• Selected passage
The Robert Wood Johnson Foundation and Trust for America’s Health released a report titled F as in Fat: How Obesity Threatens America’s Future, which warns that the number of obese adults, along with related disease rates and health care costs, are on course to increase dramatically in every part of the country, including Colorado.
Although Colorado once again remains the “leanest state,” more than 20 percent of adults in Colorado are obese, and the report estimates that all 50 states could have obesity rates above 44 percent by 2030.
The statistics in this report paint a potentially bleak picture of our country’s and state’s future and show the urgency with which we must address this growing epidemic.
Obesity is an issue that must be tackled now or the ramifications will impact not only our waistlines but also our bottom lines.
Obesity weighs on all of us. And the only way we’re going to tip our scales back to collective health is to be collaborative, proactive and diligent across many sectors. We all have a role to play. Individuals must adopt healthier, sustainable behaviors; school, worksites and communities must provide opportunities for healthy eating and active living; and elected officials must support policies that promote and encourage health.

• Extracted material
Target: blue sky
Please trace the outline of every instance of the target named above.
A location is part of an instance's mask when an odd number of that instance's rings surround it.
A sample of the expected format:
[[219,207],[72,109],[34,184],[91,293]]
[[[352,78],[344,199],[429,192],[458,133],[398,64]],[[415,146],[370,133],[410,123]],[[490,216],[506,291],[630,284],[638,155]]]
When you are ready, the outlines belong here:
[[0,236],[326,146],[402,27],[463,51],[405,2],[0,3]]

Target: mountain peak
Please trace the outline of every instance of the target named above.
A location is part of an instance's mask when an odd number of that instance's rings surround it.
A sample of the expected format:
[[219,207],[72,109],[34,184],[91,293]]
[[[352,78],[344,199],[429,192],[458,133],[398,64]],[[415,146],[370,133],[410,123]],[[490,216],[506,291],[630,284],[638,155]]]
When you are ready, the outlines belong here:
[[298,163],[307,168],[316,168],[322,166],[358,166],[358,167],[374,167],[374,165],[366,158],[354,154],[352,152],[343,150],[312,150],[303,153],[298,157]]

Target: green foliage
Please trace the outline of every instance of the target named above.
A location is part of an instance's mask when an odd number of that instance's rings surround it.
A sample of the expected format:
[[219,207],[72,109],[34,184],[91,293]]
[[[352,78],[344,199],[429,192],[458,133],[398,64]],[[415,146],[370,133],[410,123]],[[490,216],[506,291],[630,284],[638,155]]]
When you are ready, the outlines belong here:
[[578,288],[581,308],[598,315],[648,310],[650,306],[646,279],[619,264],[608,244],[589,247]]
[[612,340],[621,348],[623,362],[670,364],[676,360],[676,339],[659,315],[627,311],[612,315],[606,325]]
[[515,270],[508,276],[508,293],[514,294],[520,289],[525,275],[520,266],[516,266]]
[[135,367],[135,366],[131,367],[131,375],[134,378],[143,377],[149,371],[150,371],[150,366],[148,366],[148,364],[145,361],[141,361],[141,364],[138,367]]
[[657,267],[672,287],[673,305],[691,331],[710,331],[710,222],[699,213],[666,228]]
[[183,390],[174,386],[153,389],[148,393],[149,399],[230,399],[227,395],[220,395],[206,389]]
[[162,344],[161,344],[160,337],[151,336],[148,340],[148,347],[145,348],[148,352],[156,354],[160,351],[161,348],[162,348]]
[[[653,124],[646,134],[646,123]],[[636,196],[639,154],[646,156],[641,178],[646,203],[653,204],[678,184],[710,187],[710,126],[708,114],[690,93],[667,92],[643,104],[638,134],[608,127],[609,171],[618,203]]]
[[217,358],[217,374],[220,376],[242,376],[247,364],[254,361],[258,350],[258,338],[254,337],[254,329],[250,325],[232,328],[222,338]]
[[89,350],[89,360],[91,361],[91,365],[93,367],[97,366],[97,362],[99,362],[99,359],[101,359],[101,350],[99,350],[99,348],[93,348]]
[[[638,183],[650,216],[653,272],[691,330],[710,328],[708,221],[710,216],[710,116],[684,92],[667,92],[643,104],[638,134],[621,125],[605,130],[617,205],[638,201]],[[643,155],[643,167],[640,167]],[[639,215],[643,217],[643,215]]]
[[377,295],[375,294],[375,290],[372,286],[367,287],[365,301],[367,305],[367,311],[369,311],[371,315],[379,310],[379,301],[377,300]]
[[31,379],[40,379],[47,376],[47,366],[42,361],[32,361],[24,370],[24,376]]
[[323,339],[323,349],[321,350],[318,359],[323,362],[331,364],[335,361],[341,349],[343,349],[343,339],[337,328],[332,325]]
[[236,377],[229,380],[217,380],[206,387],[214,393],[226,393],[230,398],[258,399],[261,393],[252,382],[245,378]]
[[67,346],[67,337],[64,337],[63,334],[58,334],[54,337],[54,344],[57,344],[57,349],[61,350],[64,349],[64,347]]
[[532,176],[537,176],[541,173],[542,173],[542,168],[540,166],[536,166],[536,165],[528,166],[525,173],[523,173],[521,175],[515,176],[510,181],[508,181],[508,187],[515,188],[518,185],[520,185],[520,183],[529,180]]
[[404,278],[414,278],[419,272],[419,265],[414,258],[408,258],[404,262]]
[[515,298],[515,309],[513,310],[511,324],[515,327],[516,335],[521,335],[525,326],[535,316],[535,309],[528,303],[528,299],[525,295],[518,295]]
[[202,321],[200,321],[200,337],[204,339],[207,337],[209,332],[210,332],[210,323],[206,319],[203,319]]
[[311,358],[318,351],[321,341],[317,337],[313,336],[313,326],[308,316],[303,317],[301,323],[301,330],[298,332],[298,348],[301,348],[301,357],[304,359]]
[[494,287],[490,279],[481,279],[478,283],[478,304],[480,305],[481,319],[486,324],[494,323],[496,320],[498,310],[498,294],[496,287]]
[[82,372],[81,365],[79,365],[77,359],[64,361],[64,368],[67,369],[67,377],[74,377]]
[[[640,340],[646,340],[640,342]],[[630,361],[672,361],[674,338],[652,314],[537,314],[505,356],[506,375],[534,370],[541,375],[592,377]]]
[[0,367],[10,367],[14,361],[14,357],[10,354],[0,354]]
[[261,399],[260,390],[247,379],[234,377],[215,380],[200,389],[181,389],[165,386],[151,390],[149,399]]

• Things to do
a – Answer these questions from the passage on obesity:
(i) Which two organizations released the report?
(ii) What share of adults in Colorado are obese?
(iii) What must elected officials do?
b – Copy the part of the passage on obesity starting at "The Robert Wood" and ending at "percent by 2030.".

• Numbered answers
a –
(i) The Robert Wood Johnson Foundation and Trust for America’s Health
(ii) More than 20 percent
(iii) Support policies that promote and encourage health

b –
The Robert Wood Johnson Foundation and Trust for America’s Health released a report titled F as in Fat: How Obesity Threatens America’s Future, which warns that the number of obese adults, along with related disease rates and health care costs, are on course to increase dramatically in every part of the country, including Colorado.
Although Colorado once again remains the “leanest state,” more than 20 percent of adults in Colorado are obese, and the report estimates that all 50 states could have obesity rates above 44 percent by 2030.